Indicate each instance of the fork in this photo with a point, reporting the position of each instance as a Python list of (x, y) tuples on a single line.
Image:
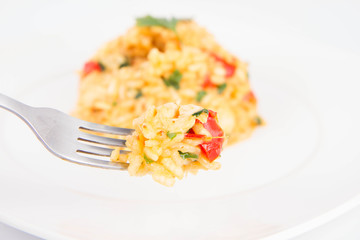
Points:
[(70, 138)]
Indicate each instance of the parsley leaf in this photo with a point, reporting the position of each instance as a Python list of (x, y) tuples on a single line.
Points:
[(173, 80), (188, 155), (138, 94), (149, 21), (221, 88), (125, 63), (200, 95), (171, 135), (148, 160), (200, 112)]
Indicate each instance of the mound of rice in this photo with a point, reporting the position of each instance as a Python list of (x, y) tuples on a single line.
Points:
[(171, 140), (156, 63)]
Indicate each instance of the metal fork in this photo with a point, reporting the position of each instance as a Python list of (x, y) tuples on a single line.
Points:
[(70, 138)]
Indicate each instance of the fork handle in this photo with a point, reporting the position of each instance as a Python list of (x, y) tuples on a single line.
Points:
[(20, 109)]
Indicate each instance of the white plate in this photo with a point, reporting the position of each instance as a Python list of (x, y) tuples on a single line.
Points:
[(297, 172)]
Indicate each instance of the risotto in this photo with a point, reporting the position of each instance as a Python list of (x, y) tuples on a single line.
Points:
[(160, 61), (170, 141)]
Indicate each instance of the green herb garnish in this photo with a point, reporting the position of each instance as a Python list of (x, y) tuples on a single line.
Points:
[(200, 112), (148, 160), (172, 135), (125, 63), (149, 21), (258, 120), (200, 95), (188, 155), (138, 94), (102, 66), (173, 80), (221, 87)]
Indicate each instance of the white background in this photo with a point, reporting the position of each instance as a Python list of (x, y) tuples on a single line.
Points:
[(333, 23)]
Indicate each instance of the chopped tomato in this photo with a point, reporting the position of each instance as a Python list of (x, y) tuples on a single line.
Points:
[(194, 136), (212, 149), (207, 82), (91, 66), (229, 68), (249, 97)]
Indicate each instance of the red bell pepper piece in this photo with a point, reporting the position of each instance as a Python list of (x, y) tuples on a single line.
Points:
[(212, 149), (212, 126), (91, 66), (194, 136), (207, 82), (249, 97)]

-----

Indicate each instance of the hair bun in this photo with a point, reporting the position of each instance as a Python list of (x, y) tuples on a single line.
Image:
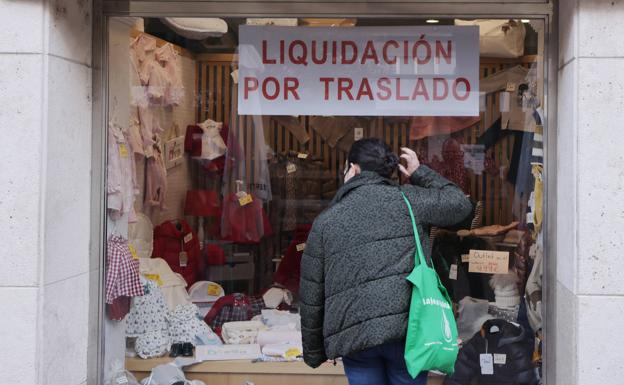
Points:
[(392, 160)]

-----

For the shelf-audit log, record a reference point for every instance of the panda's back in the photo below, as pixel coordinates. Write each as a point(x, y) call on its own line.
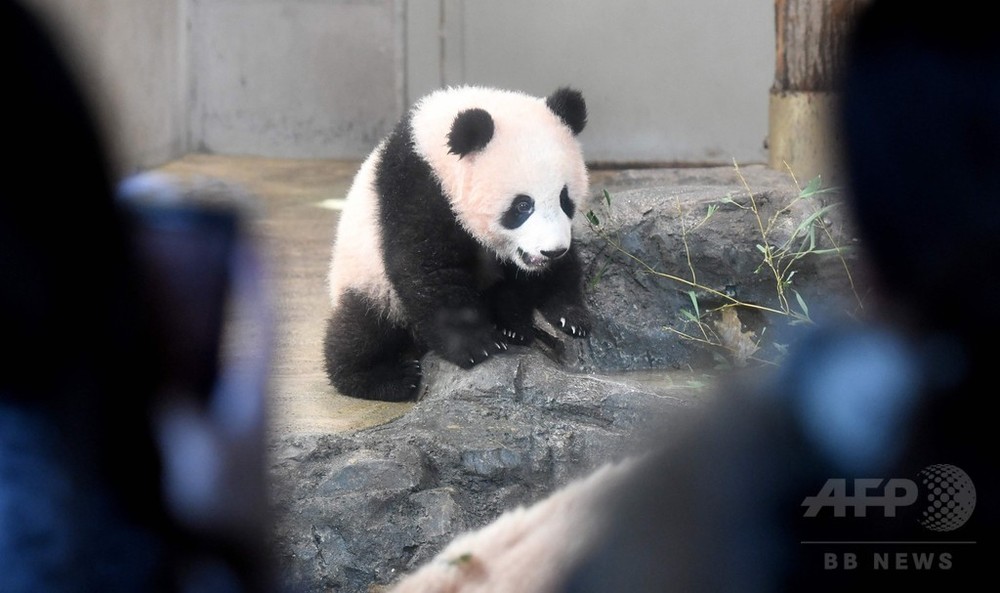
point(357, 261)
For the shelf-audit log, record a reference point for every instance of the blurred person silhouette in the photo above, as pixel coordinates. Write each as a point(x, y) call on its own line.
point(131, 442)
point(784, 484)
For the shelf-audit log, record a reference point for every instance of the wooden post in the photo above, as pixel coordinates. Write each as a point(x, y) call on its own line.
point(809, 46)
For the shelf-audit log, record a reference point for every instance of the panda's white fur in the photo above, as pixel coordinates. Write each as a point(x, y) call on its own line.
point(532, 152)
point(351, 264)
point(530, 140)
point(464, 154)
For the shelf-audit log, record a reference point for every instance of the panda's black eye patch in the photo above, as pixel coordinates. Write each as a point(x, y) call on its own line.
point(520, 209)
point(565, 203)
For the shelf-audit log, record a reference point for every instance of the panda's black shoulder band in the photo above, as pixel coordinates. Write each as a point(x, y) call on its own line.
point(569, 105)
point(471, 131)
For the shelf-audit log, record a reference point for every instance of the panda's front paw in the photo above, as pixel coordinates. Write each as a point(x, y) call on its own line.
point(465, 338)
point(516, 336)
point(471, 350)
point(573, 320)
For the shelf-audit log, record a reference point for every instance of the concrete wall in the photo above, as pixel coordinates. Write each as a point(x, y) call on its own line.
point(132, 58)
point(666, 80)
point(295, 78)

-----

◆ Task description
Using the listing above, return word for word each line from the one that has "Indicate each instance of the metal" through the one that has "Indicate each instance of the risotto", and no line outside that range.

◆ Answer box
Indicate each instance of the metal fork in this photo with a point, reporting the position of each instance as a Python list of (x, y) tuples on a single line.
Points:
[(70, 138)]
Indicate each instance of the fork handle in this photo with a point, reporting the position of each instance as a Python list of (x, y) tuples on a single line.
Points:
[(20, 109)]
Indicate each instance of the white plate in this photo with a point, reporting the position of each instance as a Python list of (x, y) tuples on a single line.
Points:
[(297, 172)]
Indicate each instance of the risotto in this photo with a point, reporting the position of each instance as a Python list of (x, y) tuples on a single line.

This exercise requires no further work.